--- Your instructions ---
Repeat every record exactly, but omit the images.

*** Opening Provided entries ***

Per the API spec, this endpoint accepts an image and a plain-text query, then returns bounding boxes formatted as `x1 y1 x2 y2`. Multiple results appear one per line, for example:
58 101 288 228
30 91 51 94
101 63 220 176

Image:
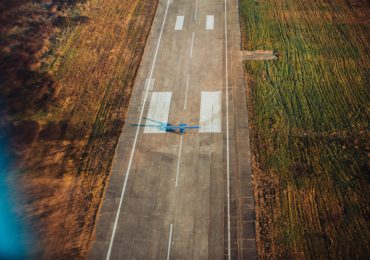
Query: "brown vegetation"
1 0 158 258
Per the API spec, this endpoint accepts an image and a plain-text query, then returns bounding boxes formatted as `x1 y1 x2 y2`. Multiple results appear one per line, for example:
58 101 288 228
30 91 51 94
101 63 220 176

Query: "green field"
240 0 369 258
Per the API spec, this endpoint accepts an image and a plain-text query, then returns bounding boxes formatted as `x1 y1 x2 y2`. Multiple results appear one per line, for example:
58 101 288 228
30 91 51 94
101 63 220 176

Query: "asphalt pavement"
89 0 256 258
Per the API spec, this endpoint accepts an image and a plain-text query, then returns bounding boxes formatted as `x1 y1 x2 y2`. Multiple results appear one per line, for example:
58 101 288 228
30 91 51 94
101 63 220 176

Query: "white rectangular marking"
175 16 185 31
206 15 214 30
145 92 172 133
199 91 221 133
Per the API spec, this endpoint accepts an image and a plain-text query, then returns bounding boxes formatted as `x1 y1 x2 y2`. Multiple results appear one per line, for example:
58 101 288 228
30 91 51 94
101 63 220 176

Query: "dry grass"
2 0 158 258
240 0 369 258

*** Closing Provided entries ***

--- Result below ---
Per the API spec, this endpoint accepts an image and a plain-text query, then returns bounding boxes formatted as `x1 y1 x2 y2`. Multiple results appear one per line, for example:
58 101 288 228
30 91 51 94
101 63 220 176

Image:
Query: "brown vegetation"
1 0 158 258
Per the API spec, this endpoint accepts an image and a plain-text query, then returns bounding boxes formatted as `x1 y1 x2 y2`. Multiple results appear one per line, for example:
58 101 288 228
30 91 51 94
101 63 220 176

Query: "green field"
240 0 369 258
Per the API spec, this endpoint accepts an image and a plain-text query, then returns bounding boxes formatted as `x1 y1 x2 y2`. Multiple results appear one per line, for example:
58 101 288 228
30 91 51 94
101 63 220 176

Query: "asphalt pavement"
89 0 256 258
Per the API spec, this endpoint accepts an image and a plain-text query, then returns bounding boxes formatted as `x1 y1 x2 y2`. Multiple results appear one per line, for example:
58 101 288 228
30 91 51 94
101 63 220 176

Query: "white rectangular marking"
175 16 185 31
206 15 214 30
145 92 172 133
199 91 221 133
Per the API spec, this endpoint accepts an image and a plain-text query, then returns bounding boxes formatted as `x1 y1 x2 y2`. Multiple results appear one per line, for example:
58 101 288 228
30 91 51 94
101 63 220 176

Query: "dry grass"
2 0 158 258
240 0 369 258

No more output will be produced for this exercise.